Functional near-infrared spectroscopy (fNIRS) is a tool used to indirectly measure brain activity by tracing the blood flow in the brain. However, unlike the popular fMRI, which measures the blood’s magnetic properties, fNIRS measures the blood’s optical properties. 

Biophysical foundations
The optical properties of a material refer to how the material interacts with light. The ones that are important for fNIRS are transmission and absorption: For instance, glass transmits light by allowing it to pass through. On the other hand, a material like coal appears dark because it absorbs light of nearly all wavelengths, meaning there is little light coming from the coal for us to see.

******

Work task A -> According to the fNIRS text, which two optical properties are important for fNIRS?
Work task B -> Rewrite the part of the fNIRS text starting with "Functional near-infrared spectroscopy" and going on through "blood’s optical properties.", putting "technique" in place of "tool".

Recorded information ->
******

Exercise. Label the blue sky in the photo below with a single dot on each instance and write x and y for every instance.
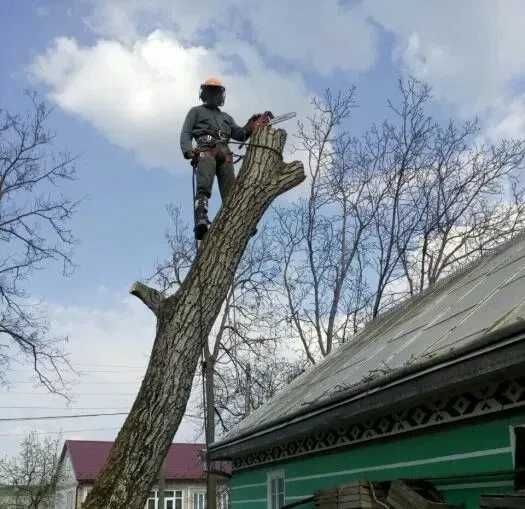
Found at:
(121, 76)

******

Written solution A -> Transmission and absorption.

Written solution B ->
Functional near-infrared spectroscopy (fNIRS) is a technique used to indirectly measure brain activity by tracing the blood flow in the brain. However, unlike the popular fMRI, which measures the blood’s magnetic properties, fNIRS measures the blood’s optical properties.